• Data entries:
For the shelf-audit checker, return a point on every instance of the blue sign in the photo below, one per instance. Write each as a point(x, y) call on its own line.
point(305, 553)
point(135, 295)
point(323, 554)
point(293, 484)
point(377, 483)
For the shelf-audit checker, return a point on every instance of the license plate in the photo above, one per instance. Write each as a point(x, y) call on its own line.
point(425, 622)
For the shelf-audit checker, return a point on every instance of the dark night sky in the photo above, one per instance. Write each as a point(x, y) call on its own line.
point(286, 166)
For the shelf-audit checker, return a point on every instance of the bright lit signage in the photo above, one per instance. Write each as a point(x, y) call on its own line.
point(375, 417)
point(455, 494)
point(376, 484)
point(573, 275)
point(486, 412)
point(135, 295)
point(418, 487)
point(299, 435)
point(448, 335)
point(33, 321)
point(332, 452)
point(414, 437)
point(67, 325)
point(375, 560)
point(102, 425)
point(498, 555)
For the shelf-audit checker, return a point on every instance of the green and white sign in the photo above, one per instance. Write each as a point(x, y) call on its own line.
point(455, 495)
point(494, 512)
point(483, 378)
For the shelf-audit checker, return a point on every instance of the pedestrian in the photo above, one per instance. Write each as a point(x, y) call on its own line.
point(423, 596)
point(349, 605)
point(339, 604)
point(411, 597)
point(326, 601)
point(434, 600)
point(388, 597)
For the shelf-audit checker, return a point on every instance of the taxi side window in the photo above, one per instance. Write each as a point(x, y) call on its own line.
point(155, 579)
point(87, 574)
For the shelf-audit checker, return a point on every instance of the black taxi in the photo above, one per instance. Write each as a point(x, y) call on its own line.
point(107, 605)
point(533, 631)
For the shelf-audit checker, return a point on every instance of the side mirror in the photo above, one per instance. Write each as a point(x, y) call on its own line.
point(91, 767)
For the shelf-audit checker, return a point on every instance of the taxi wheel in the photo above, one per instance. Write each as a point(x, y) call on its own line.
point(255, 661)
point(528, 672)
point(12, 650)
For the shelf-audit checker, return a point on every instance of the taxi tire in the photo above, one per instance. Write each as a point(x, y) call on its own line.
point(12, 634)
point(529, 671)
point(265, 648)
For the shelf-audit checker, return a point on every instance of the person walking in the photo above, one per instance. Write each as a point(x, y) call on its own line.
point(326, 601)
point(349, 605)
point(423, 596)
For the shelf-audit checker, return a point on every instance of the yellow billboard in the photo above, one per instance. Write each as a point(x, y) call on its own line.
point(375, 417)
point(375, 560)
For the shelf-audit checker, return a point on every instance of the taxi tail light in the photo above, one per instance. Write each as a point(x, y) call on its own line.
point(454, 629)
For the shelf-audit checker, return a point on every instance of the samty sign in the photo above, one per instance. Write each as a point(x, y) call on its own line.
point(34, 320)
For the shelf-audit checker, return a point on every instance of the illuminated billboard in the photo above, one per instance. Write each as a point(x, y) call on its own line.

• AIM OF THE EXERCISE: Start to finish, restate the records above word for word.

• EXERCISE SOLUTION:
For the shelf-audit checker, return a point on every instance of the blue sign in the photo below, one per instance. Write each as a point(x, y) call on its own line.
point(305, 553)
point(135, 295)
point(323, 554)
point(293, 484)
point(377, 483)
For the shelf-audit checker, return a point on every instance of the license plate in the photo above, one per instance. Write each as a point(x, y) call on its own line.
point(425, 622)
For the shelf-audit checker, return a point on every instance of the dark night sky in the photo above, one per instance. Write each as a point(x, y) call on its own line.
point(286, 166)
For the shelf-audit checker, return a point on every instance of the bright lit signage in the photo above, one per instance. Write each as a point(x, y) call on its own line.
point(375, 417)
point(455, 494)
point(376, 484)
point(573, 275)
point(486, 412)
point(135, 295)
point(418, 487)
point(299, 435)
point(448, 335)
point(33, 321)
point(332, 452)
point(414, 437)
point(67, 325)
point(375, 560)
point(102, 425)
point(498, 555)
For the shelf-audit checker, return a point on every instance of the green and white sign in the photo above, one per instance. Write each as a point(x, y) call on its own line.
point(455, 495)
point(494, 512)
point(483, 378)
For the shelf-audit checker, return a point on every instance of the pedestrian in the photo above, one per instance. Write each as a point(x, y) call on its own line.
point(423, 596)
point(349, 605)
point(339, 604)
point(411, 597)
point(326, 601)
point(434, 600)
point(388, 597)
For the shelf-audit checker, return a point on every instance of the taxi side window in the photo above, one per instance. Write each as a point(x, y) call on its own line.
point(155, 579)
point(87, 574)
For the shelf-audit checker, return a point on every instance of the black taxi in the photo above, one per instance. Write each as a point(x, y) call on its own line.
point(107, 605)
point(533, 631)
For the shelf-audit checker, return a point on every instance of the side mirror in the photo above, one per instance. Write each as a point(x, y) call on its own line.
point(91, 767)
For the shelf-audit checker, return a point on every instance of the taxi wheel in the photo above, one per instance. Write each as a point(x, y) call on its own line.
point(255, 661)
point(528, 672)
point(12, 650)
For the shelf-audit checker, return a point on every instance of the taxi tire in the photo above, one per instance. Write each as a point(x, y) call on its own line.
point(12, 634)
point(529, 671)
point(265, 648)
For the shelf-audit checker, return a point on every instance of the person walking in the photo above, one per instance. Write each as a point(x, y) call on its own line.
point(326, 601)
point(349, 605)
point(423, 596)
For the shelf-audit checker, return a point on every instance of the yellow billboard in the photo above, one per instance. Write each as a point(x, y) call on its own line.
point(375, 417)
point(375, 560)
For the shelf-audit checker, return a point on every instance of the taxi tail light in the photo above, one per instance. Write each as a point(x, y) call on its own line.
point(454, 629)
For the shelf-audit checker, return a point on every instance of the samty sign in the photo above, one per instance. Write each as a point(x, y) call on its own line.
point(34, 320)
For the shelf-audit checker, return a point on every instance of the illuminated billboard in the photo above, one per instance. Write each as a point(x, y) call on its own line.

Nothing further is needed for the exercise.